Malnutrition is the underlying cause of nearly 3.1 million child deaths each year1. Worldwide, more than 170 million children fail to reach their full potential due to poor nutrition and 2 billion people suffer the effects of nutritional deficiencies. Under-nutrition is also estimated to account for a 10 percent reduction of lifetime earnings, placing a huge burden on household and national economies2. Malnutrition includes under-nutrition and over-nutrition both of which lead to poor health conditions and early death in developing and developed countries around the world1.
In the U.S., more than 23 million children and adolescents—nearly one in three3 —are obese or overweight, putting them at higher risk for serious, even life-threatening health problems. In the communities Save the Children serves, an average of 59 percent of the population does not have access to fresh, healthy foods. More than 60 percent of 5- to 10-year-olds have at least one risk factor for heart disease4. The percentage of children, ages 6–11, who are obese has quadrupled over the past 35 years, making this a public health epidemic3.
Well-nourished children are better equipped to fight disease, learn and contribute to society. Girls with good nutrition become strong women and have healthier children and more prosperous families. Societies with well-nourished populations are more productive, economically viable and secure.
SAVE THE CHILDREN’S APPROACH TO PREVENT MALNUTRITION
In the US
Save the Children combats childhood obesity and malnutrition for children in the U.S. through the effective combination of practice and policy. Our work combines locally driven approaches that involve and inspire communities with programs and policies that benefit all children in the fight against childhood obesity. Working with local partners across the country, Save the Children provides programming to increase children’s access to affordable healthy food, nutrition knowledge, and opportunities for physical activity.
U.S. Program Highlights
Healthy Choices operates in the after-school and summer environment in 14 states, serving more than 13,900 children living in poverty. We provide children with 30 minutes or more of daily, moderate-to-vigorous physical activity that teaches lifelong movement skills and combines fun and fitness. In addition, participating children also receive a daily, healthy snack, in alignment with Save the Children’s Healthy Snack Standards, and participate in weekly nutrition education. Through exposure to healthy snacks and nutrition lessons, children are encouraged to make good food choices and lead healthier, active lifestyles.
The first 1,000 days—from the start of a woman’s pregnancy through her child’s second birthday: that’s the time frame Save the Children emphasizes as the “window of opportunity” for nutrition. During this time, a child’s brain and body develop rapidly. The 1,000 days approach is critical, for even if a child’s nutrition status improves after the first two years of life, damage done during those early years is largely irreversible.
We work with partners at all levels to prevent malnutrition by bringing a wide range of integrated interventions and programs to mothers and children, delivered through health workers and volunteers in the community and health staff at the health facility. Our programs:
To ensure progress on the frontlines of nutrition, it is essential to galvanize and capitalize on political commitment. Save the Children supports the Scaling Up Nutrition (SUN) movement, a global platform that is active in more than 30 countries, and we convene the SUN Civil Society global network and facilitate coalitions in several countries to build capacity in nutrition planning and policy.
1Black, Vitora, Walker et al. (2013) “Maternal and child undernutrition and overweight in low-income and middle-income countries,” The Lancet 382(9890) 427-451
2Horton, Sheekar et al (2010). “Scaling up Nutrition, What Will it Cost,” World Bank
3“Communicating for Success: Childhood Obesity Message Manual. (2009)”. Robert Wood Johnson Foundation.
4 “Childhood Obesity Facts” (2014). Centers for Disease Control and Prevention.

★ ★ ★ ★ ★ ★ ★

Task statement:
Copy out the stretch of the page on child nutrition from "Well-nourished children are" through "for physical activity.", word for word. The records are separate material, not part of the page on child nutrition.

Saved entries
★ ★ ★ ★ ★ ★ ★

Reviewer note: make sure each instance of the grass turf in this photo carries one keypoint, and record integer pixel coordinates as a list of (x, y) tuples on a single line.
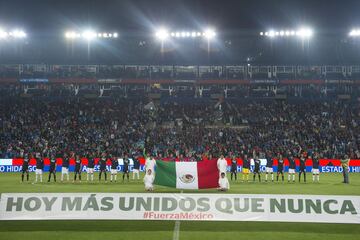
[(330, 184)]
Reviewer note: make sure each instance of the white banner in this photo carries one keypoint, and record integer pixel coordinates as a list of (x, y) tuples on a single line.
[(172, 206)]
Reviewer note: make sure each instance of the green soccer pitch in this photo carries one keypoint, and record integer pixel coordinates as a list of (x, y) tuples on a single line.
[(330, 184)]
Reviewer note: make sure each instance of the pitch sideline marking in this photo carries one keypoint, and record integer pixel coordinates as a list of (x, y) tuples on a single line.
[(176, 234)]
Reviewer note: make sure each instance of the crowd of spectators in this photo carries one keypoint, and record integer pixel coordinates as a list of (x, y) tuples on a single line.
[(89, 127)]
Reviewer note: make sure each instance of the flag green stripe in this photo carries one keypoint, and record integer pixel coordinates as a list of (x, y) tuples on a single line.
[(165, 174)]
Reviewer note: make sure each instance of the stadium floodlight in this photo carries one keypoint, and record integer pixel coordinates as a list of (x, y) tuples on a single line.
[(89, 35), (354, 33), (209, 34), (162, 34)]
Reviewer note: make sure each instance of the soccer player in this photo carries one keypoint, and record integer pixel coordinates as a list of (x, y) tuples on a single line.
[(302, 168), (280, 168), (65, 167), (222, 165), (136, 169), (292, 166), (315, 169), (257, 167), (90, 168), (39, 167), (78, 167), (246, 167), (126, 167), (269, 166), (52, 169), (25, 167), (233, 167), (150, 163), (148, 180), (102, 163), (223, 182), (114, 166)]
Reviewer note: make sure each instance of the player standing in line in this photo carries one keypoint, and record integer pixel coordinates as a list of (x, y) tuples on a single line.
[(222, 165), (257, 163), (102, 163), (78, 168), (150, 163), (224, 184), (25, 167), (65, 167), (315, 169), (126, 167), (269, 166), (280, 168), (114, 166), (52, 169), (39, 167), (292, 166), (302, 168), (233, 167), (90, 168), (136, 169), (148, 180), (246, 167)]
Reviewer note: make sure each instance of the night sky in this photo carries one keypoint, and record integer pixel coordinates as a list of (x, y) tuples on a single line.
[(142, 15)]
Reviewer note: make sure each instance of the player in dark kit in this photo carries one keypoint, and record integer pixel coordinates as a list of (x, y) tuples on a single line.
[(52, 169), (233, 168), (269, 166), (302, 168), (78, 167), (280, 168), (102, 163), (25, 167), (126, 167)]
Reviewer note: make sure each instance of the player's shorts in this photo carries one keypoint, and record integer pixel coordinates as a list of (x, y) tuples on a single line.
[(291, 170), (315, 171), (64, 170)]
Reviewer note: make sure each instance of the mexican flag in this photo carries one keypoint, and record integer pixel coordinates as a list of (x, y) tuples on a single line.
[(187, 175)]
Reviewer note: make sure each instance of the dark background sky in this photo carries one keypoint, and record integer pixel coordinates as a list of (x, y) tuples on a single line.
[(140, 15)]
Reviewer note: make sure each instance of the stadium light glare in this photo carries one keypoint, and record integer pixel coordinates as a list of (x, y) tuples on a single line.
[(209, 34), (162, 34)]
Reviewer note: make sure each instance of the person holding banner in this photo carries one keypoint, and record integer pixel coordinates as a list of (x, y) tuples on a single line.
[(149, 180), (25, 167), (65, 167), (345, 165), (224, 184)]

★ ★ ★ ★ ★ ★ ★

Answer to the exercise:
Well-nourished children are better equipped to fight disease, learn and contribute to society. Girls with good nutrition become strong women and have healthier children and more prosperous families. Societies with well-nourished populations are more productive, economically viable and secure.
SAVE THE CHILDREN’S APPROACH TO PREVENT MALNUTRITION
In the US
Save the Children combats childhood obesity and malnutrition for children in the U.S. through the effective combination of practice and policy. Our work combines locally driven approaches that involve and inspire communities with programs and policies that benefit all children in the fight against childhood obesity. Working with local partners across the country, Save the Children provides programming to increase children’s access to affordable healthy food, nutrition knowledge, and opportunities for physical activity.